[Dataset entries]
######

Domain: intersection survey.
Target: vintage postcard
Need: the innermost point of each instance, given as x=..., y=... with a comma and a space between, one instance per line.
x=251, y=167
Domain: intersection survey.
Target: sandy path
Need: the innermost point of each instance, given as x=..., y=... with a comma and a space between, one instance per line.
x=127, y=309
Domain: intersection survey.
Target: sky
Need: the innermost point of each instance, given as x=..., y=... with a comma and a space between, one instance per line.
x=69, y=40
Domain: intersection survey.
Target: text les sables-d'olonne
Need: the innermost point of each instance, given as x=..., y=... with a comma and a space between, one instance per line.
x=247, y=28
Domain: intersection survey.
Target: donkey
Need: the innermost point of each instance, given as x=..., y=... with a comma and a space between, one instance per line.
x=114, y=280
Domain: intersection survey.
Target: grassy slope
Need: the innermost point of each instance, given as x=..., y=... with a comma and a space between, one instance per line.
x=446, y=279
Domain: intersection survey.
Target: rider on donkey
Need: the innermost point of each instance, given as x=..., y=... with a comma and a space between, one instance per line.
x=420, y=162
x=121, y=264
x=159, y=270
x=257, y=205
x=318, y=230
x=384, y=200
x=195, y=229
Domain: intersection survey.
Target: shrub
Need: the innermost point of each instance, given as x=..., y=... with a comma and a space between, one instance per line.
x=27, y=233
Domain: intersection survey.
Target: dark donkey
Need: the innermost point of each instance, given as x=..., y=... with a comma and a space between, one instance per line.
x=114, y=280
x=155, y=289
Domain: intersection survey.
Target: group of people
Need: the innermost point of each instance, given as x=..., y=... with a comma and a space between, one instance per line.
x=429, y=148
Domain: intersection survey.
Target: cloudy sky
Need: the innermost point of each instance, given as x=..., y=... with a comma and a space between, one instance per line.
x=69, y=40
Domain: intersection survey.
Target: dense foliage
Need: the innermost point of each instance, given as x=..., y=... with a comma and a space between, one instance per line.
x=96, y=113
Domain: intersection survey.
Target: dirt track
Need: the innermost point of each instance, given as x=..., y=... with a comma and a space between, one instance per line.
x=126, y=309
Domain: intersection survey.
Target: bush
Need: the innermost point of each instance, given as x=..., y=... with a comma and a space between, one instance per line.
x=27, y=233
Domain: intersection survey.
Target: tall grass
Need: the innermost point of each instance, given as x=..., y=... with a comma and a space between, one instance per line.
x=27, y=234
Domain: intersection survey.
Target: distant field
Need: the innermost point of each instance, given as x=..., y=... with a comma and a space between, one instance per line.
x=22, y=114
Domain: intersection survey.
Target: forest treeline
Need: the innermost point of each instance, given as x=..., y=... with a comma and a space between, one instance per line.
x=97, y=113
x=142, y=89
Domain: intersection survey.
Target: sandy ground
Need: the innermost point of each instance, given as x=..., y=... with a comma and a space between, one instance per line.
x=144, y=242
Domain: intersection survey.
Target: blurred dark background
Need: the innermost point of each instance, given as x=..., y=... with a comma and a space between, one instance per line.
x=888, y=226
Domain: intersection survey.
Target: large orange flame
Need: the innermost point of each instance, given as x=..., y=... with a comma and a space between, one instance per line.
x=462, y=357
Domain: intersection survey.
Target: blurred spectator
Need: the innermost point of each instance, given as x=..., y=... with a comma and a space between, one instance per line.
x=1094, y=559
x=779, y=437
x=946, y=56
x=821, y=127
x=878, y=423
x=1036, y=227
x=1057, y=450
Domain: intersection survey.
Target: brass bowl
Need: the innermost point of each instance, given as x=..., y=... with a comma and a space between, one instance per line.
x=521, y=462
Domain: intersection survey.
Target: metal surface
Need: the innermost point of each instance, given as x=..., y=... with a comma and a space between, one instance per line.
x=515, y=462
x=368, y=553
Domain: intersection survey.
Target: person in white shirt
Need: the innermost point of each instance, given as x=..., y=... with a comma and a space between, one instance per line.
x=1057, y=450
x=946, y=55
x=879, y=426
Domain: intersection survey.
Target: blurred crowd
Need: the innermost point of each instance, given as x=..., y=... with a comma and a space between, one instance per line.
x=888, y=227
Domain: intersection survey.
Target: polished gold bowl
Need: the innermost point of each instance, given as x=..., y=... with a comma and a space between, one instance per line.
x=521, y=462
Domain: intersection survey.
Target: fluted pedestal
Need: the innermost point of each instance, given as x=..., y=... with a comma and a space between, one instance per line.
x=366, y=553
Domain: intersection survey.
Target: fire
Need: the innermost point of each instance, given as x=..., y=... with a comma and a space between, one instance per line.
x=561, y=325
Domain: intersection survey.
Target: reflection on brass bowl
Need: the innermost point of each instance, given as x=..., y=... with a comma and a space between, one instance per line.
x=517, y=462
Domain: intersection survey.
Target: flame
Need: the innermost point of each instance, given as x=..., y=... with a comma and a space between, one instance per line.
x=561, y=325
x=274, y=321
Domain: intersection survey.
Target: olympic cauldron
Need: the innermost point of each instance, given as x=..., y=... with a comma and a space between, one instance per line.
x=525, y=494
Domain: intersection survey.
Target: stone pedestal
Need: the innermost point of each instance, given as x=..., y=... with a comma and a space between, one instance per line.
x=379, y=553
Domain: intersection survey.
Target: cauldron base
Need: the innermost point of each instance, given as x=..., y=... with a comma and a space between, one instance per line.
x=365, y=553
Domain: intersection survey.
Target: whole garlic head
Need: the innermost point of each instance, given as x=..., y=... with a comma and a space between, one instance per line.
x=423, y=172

######

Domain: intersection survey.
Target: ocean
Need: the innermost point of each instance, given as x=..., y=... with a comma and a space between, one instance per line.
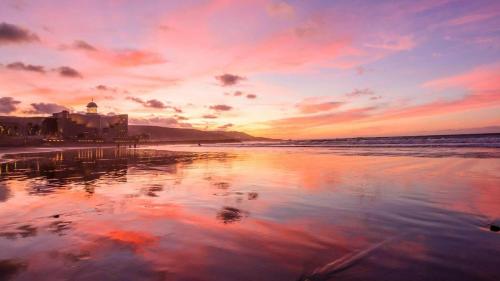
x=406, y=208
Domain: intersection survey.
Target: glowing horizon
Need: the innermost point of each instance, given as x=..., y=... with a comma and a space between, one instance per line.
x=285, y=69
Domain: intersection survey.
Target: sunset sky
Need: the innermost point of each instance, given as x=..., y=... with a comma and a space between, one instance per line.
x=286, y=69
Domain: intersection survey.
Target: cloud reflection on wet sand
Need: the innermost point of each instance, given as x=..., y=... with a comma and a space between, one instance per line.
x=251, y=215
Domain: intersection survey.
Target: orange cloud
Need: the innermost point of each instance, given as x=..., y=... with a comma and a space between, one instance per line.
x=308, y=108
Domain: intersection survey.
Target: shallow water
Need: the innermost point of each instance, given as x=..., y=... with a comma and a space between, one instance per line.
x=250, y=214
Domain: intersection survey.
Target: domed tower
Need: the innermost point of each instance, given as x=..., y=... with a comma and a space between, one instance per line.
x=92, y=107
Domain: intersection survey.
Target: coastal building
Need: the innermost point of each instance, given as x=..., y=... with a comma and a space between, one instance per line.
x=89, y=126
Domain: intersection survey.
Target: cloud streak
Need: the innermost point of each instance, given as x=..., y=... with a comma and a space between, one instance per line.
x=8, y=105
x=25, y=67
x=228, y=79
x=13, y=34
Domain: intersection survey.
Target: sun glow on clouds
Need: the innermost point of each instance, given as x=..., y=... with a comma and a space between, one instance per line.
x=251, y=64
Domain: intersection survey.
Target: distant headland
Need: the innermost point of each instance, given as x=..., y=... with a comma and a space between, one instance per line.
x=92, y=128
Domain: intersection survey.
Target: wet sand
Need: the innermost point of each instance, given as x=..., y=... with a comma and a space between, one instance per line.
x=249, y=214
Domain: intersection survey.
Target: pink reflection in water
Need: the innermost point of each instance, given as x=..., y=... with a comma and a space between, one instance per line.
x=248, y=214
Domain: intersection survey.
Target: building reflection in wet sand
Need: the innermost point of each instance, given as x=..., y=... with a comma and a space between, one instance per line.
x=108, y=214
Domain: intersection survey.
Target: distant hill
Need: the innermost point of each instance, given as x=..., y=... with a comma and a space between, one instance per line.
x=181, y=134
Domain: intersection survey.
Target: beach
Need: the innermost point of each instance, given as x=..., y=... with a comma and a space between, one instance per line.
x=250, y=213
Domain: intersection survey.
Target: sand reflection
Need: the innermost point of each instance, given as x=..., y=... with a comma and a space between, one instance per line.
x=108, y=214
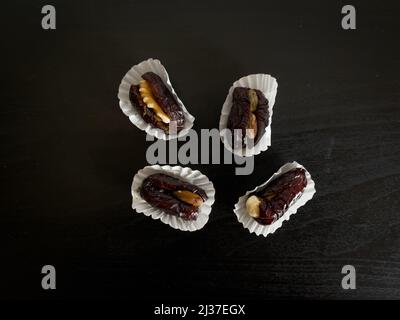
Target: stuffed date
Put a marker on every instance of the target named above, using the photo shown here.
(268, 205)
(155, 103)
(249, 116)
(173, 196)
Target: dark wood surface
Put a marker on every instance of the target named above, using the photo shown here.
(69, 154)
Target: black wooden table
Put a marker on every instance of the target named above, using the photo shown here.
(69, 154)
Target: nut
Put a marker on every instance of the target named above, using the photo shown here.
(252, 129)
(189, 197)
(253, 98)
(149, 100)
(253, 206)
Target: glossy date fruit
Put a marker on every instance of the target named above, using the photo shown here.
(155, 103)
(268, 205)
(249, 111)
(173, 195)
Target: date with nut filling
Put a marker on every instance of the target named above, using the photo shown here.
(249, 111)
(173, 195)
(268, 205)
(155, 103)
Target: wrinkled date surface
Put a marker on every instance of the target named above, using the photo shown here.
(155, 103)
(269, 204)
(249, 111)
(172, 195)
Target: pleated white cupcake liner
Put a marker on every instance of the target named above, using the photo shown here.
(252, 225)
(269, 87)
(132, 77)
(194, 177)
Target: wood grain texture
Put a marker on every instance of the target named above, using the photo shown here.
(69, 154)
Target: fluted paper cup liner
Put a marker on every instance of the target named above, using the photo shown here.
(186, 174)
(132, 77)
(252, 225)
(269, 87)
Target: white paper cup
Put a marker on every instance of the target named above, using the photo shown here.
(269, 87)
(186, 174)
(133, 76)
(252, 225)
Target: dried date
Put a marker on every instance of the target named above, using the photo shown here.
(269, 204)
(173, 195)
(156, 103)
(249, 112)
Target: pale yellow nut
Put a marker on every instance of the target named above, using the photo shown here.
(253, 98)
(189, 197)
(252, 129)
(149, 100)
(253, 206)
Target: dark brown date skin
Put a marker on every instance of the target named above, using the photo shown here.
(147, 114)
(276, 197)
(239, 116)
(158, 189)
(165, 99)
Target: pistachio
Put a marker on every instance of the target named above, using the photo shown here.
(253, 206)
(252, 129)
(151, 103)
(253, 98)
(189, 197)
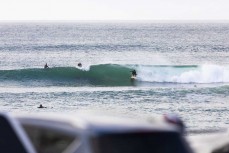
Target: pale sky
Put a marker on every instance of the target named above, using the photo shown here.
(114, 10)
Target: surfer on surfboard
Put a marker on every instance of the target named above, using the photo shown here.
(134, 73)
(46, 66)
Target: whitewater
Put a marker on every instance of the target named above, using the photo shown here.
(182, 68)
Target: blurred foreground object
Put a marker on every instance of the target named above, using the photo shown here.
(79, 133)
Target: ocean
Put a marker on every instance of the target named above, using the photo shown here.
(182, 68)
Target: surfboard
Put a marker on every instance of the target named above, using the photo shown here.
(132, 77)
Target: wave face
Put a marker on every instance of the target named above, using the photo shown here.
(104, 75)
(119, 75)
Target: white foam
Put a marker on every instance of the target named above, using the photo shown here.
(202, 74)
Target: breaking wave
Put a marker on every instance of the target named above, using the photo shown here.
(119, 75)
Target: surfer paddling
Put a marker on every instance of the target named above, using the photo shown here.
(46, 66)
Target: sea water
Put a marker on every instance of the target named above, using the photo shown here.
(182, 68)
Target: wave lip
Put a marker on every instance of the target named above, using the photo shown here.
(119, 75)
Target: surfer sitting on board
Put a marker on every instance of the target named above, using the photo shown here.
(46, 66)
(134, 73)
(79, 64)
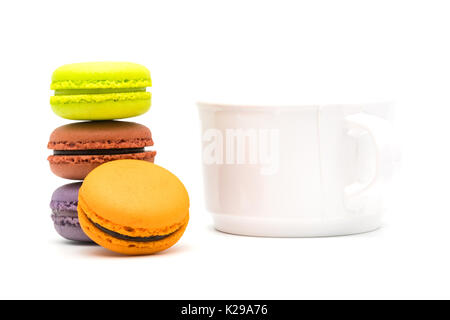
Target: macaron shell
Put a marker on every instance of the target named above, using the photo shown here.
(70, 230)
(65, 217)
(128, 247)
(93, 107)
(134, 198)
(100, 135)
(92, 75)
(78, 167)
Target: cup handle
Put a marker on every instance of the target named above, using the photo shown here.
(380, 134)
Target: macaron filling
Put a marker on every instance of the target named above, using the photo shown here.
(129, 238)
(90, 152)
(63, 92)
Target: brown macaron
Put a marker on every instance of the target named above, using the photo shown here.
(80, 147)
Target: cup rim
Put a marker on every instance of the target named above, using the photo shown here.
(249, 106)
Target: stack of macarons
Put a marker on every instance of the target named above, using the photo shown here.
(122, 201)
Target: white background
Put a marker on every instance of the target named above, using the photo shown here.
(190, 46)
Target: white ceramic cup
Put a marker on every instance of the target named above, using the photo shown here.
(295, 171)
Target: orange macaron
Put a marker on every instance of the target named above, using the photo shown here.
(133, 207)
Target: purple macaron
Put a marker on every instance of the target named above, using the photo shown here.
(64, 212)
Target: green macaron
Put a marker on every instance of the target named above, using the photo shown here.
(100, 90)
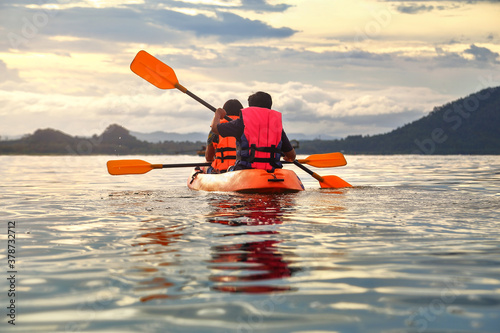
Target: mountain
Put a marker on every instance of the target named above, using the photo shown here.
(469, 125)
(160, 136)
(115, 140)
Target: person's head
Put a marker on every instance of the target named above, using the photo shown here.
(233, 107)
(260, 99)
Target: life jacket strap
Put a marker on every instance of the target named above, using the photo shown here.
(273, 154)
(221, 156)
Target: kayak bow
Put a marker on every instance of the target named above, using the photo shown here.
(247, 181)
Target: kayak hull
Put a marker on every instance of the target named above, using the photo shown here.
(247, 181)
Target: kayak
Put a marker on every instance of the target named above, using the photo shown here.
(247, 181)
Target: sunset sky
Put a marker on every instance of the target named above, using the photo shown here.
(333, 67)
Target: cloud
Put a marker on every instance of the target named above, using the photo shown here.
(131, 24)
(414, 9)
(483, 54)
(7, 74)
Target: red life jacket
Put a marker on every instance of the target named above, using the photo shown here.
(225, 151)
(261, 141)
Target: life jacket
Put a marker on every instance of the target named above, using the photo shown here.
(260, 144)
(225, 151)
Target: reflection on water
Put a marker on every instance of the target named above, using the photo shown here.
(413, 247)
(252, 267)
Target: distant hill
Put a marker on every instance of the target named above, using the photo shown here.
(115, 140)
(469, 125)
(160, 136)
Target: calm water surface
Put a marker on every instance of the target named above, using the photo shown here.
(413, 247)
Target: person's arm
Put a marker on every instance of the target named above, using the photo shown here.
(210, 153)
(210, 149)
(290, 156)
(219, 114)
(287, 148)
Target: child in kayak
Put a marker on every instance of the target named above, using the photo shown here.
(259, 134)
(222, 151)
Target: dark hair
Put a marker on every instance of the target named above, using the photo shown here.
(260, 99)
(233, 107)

######

Say how many lines in the entries include the string "surfboard", and write nothing besides that number.

RESPONSE BOX
2